> [Aim of the exercise] The entries are to be output once more, word for word.

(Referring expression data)
====

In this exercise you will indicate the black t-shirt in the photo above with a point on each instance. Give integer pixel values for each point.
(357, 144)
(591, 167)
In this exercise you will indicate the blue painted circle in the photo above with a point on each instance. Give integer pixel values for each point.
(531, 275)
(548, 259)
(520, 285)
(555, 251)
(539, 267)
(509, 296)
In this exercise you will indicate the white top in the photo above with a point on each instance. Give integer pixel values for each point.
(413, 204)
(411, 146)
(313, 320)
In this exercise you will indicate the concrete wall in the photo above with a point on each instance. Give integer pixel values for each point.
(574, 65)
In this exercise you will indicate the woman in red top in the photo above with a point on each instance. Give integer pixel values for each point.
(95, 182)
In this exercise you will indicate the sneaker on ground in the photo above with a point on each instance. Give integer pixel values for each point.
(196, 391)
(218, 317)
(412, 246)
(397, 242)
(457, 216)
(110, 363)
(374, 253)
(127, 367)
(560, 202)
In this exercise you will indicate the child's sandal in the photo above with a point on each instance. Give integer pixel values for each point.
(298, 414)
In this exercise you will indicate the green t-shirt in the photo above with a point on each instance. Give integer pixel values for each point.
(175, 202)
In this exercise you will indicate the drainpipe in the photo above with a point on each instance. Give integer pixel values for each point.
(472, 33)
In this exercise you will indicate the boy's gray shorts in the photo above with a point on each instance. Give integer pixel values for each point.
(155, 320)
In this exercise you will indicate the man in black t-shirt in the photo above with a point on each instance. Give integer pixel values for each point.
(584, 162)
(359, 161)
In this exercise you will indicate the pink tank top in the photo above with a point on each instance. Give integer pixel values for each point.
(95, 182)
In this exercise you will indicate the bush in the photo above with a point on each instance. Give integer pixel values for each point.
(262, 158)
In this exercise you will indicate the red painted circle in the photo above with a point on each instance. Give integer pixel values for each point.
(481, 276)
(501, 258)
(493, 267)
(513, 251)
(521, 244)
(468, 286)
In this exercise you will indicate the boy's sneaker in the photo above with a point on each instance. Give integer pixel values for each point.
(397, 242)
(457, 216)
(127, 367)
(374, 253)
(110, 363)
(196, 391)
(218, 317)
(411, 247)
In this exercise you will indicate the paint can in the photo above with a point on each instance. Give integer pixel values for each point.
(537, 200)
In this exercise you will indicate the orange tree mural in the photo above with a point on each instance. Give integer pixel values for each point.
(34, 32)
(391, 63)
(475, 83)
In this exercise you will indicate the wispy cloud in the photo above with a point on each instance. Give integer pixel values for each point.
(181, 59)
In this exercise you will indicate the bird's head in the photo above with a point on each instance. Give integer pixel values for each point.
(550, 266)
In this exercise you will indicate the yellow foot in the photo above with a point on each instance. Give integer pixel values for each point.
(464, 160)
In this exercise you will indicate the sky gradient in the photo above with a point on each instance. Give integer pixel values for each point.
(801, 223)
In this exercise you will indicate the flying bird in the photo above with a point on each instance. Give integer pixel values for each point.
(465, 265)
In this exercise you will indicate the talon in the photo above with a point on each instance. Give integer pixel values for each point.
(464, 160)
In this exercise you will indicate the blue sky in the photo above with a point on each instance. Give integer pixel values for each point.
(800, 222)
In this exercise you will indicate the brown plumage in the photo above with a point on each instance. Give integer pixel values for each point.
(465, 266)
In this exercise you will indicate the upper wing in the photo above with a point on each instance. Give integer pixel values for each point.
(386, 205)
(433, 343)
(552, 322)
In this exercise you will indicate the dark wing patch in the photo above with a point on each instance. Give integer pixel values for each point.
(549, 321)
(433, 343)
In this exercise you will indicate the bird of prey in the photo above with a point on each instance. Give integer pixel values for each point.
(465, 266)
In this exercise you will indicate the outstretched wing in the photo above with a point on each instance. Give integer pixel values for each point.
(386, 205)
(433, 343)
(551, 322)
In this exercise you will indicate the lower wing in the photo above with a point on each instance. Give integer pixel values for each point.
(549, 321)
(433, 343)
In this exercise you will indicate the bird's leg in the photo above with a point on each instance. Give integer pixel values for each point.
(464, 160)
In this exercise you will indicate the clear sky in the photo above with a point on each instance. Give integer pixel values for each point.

====

> [Answer box]
In this exercise you will indicate the black t-shirt in the photo above with a point on each instance. Give integer pixel values for each point.
(357, 144)
(591, 167)
In this exercise you will indicate the blue painted circle in the photo above with a point on each instance. Give integer pixel values for each point.
(531, 275)
(548, 259)
(520, 285)
(555, 251)
(539, 267)
(509, 296)
In this exercise you will indicate the white top in the photo above with a point on each instance. Give integer pixel values for each point.
(413, 204)
(411, 146)
(313, 320)
In this exercise you will indicate the concrete wall in the photo above with a point on each instance. Give integer pixel values for each point.
(574, 65)
In this exercise you will indicate the woman in red top in the photo above with a point on each instance. Give integer pixel values for each point.
(95, 182)
In this exercise you will indicate the sneaker on ground in the photo above with a point on each instance. Give integer pixel values for each point.
(196, 391)
(218, 317)
(412, 246)
(397, 242)
(457, 216)
(110, 363)
(374, 253)
(127, 367)
(560, 202)
In this exercise you will indicate the child's sandal in the photo above with a point on each instance. Give integer pixel values for each point.
(298, 414)
In this exercise you will indicate the green t-shirt in the photo above with a point on each instance. Give integer pixel values for each point.
(175, 202)
In this exercise you will indicate the drainpipe in the photo above with a point on each instance. Give integer pixel values for each point.
(472, 33)
In this exercise you will indicate the boy's gray shorts in the photo above with a point on each instance. Give integer pixel values for each point.
(155, 320)
In this exercise you will indicate the man in black t-shirt in the photo above with a point on each instance. Give integer pixel values for each point.
(584, 162)
(359, 161)
In this exercise you will indicate the pink tank top in the photo above with a point on each instance. Give integer pixel values for each point.
(95, 182)
In this exercise you will indicate the bush in the photo above with a point on each instance. Give integer pixel values for each point.
(262, 158)
In this exercise you will indicate the red painted circle in the photo above with a point on each instance. Give integer pixel values for each point.
(481, 276)
(501, 258)
(493, 267)
(513, 251)
(521, 244)
(468, 286)
In this exercise you will indicate the boy's sneaker in the photo above with a point on each instance. Give integer pixel values for each point.
(397, 242)
(457, 216)
(127, 367)
(374, 253)
(110, 363)
(196, 391)
(218, 317)
(411, 247)
In this exercise you will indicate the paint can in the photo above with a point on each instance. Give integer pixel values for each point.
(537, 200)
In this exercise you will indicate the orange tree mural in the photo above with a point on each instance. Give integer pixel values for each point.
(34, 32)
(391, 63)
(475, 83)
In this exercise you will indicate the wispy cloud in the photo above with a point on each instance. Give integer pixel values for each point.
(181, 59)
In this exercise you will indicate the bird's head in the photo above with a point on each instance. Give integer pixel values for each point.
(550, 266)
In this exercise you will indicate the yellow foot in the photo above with a point on each instance. Give integer pixel values for each point.
(464, 160)
In this exercise you will indicate the sky gradient in the photo above with a point on each instance. Give integer pixel values for each point.
(801, 223)
In this exercise you will indicate the flying bird in the photo above with a point on each instance. Give integer pixel values for each point.
(465, 265)
In this exercise you will indicate the talon in the photo above with a point on each instance. Give integer pixel values for each point.
(464, 160)
In this exercise you will indicate the blue sky in the photo above with a point on each instance. Give integer pixel values for each point.
(800, 222)
In this exercise you will indicate the brown plumage in the photo above with a point on each instance. Give integer pixel values for each point.
(465, 266)
In this exercise you will indicate the upper wing in the photo above with a point on each instance. Give integer pixel values for each point.
(386, 205)
(433, 343)
(552, 322)
In this exercise you will indicate the dark wing patch in the photo above with a point on each instance. Give integer pixel values for each point.
(549, 321)
(433, 343)
In this exercise you will indicate the bird of prey in the photo above with a point on each instance. Give integer pixel values for each point.
(465, 266)
In this exercise you will indicate the outstretched wing in the photo above with a point on each instance. Give integer pixel values for each point.
(386, 205)
(433, 343)
(551, 322)
In this exercise you will indicate the lower wing in the photo above with a point on each instance. Give integer pixel values for each point.
(549, 321)
(433, 343)
In this exercise you will indicate the bird's leg in the photo above with a point on each instance. Give integer pixel values for each point.
(464, 160)
In this exercise you will indicate the clear sky in the photo above with a point on each instance. Give integer pixel values for each point.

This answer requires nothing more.